Collection entries:
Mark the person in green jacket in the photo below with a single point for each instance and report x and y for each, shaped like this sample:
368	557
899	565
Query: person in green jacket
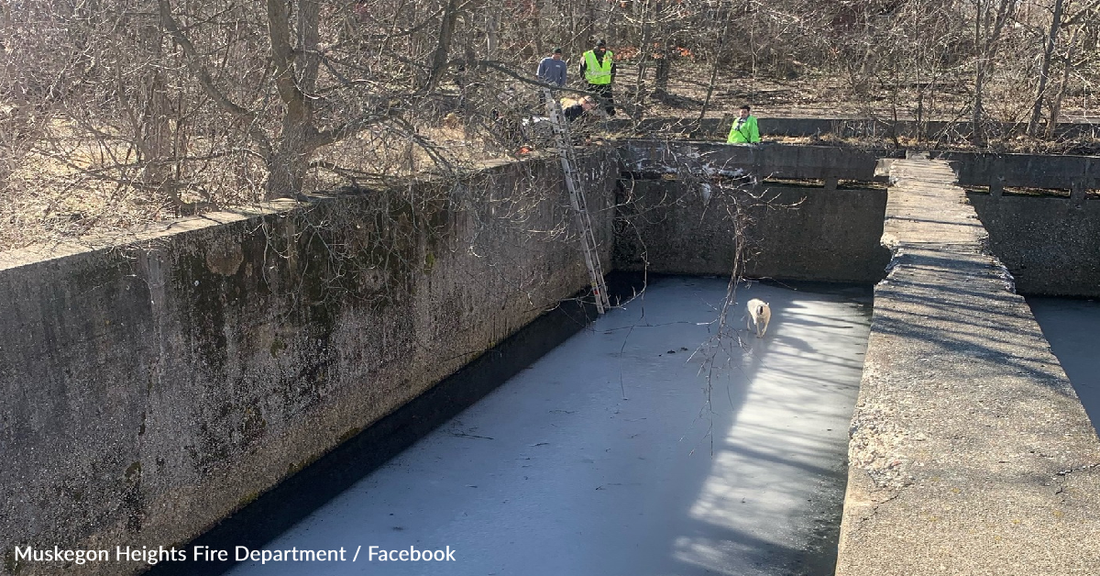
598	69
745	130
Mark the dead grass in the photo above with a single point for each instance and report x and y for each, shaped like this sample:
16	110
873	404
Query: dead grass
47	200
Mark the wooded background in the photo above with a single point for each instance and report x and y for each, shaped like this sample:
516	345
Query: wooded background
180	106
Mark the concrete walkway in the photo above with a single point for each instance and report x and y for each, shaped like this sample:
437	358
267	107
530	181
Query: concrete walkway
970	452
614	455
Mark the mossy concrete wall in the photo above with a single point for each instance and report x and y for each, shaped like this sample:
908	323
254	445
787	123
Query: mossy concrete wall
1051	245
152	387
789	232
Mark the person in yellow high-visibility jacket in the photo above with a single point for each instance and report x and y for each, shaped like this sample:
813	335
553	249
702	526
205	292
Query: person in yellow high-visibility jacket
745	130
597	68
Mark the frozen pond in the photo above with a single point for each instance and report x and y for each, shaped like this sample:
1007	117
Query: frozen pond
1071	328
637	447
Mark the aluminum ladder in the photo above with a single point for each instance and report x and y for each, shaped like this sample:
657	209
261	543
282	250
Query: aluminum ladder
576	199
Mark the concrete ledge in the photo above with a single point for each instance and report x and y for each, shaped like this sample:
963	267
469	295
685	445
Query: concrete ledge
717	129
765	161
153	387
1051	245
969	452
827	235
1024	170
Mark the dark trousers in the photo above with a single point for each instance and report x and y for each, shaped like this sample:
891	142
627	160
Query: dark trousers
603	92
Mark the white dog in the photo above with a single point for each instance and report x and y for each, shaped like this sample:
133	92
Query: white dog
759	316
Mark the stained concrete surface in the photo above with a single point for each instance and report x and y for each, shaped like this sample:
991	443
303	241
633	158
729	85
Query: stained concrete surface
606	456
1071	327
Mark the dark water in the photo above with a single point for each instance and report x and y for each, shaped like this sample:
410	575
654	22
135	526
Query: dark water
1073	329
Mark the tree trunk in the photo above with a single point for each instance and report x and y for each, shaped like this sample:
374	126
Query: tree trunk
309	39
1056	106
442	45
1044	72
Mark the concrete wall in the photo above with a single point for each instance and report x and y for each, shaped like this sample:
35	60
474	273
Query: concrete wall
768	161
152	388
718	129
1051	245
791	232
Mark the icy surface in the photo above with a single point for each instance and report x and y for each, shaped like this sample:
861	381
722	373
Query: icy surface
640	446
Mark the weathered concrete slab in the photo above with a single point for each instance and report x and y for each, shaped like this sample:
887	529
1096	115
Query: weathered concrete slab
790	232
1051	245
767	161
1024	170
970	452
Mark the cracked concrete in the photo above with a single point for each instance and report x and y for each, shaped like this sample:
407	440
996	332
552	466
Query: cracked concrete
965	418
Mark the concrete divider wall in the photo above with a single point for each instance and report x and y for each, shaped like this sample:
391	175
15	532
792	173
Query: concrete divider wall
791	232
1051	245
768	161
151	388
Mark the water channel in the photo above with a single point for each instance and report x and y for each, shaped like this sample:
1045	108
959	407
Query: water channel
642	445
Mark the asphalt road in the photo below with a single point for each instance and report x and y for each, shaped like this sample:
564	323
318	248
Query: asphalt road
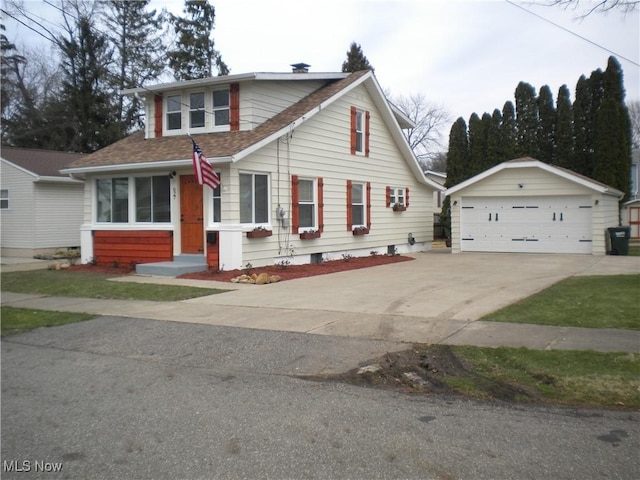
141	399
---
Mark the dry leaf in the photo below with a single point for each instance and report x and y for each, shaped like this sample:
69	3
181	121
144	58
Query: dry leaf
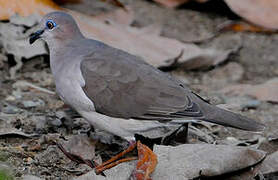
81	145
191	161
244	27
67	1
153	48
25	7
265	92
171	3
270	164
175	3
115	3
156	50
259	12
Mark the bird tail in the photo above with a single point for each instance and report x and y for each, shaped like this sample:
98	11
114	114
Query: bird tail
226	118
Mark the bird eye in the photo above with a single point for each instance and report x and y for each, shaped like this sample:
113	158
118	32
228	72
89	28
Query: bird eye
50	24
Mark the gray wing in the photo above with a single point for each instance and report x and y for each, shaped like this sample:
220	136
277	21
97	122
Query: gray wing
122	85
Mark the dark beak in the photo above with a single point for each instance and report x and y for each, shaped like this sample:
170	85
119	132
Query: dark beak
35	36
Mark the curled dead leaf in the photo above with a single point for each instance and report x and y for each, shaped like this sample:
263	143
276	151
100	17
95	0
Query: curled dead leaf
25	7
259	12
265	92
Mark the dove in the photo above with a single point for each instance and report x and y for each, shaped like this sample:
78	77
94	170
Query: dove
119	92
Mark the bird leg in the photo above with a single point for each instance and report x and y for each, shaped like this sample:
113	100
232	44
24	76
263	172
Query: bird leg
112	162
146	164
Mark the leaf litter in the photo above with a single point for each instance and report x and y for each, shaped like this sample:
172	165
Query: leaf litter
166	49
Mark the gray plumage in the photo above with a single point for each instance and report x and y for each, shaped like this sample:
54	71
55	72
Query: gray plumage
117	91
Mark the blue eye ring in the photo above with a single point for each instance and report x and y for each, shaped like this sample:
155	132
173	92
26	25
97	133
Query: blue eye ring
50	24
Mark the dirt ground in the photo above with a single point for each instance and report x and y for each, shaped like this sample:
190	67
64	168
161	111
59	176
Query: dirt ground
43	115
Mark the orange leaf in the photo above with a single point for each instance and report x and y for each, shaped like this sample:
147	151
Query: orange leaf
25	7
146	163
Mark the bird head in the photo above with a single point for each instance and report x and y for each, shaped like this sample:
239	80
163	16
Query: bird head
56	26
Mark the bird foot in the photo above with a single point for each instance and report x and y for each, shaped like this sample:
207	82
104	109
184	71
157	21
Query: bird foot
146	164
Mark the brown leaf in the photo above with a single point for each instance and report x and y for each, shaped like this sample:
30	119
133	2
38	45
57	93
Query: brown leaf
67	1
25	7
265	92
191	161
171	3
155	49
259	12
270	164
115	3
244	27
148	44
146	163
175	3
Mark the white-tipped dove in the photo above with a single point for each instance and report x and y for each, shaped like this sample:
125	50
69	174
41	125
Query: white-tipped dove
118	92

**About this exercise**
Would you please return all lines of the data that include the word "below"?

**Response to the exercise**
Mark the person in green jacket in the photo below with a single point for each instance and report x and y for each, shaped like this sample:
Mark the asphalt road in the photo below with a single point for each instance and report x and y for each, shaped like this sample:
Mark the dry leaf in the photo below with a single point for each instance and report x and y for each, shaped like this sample:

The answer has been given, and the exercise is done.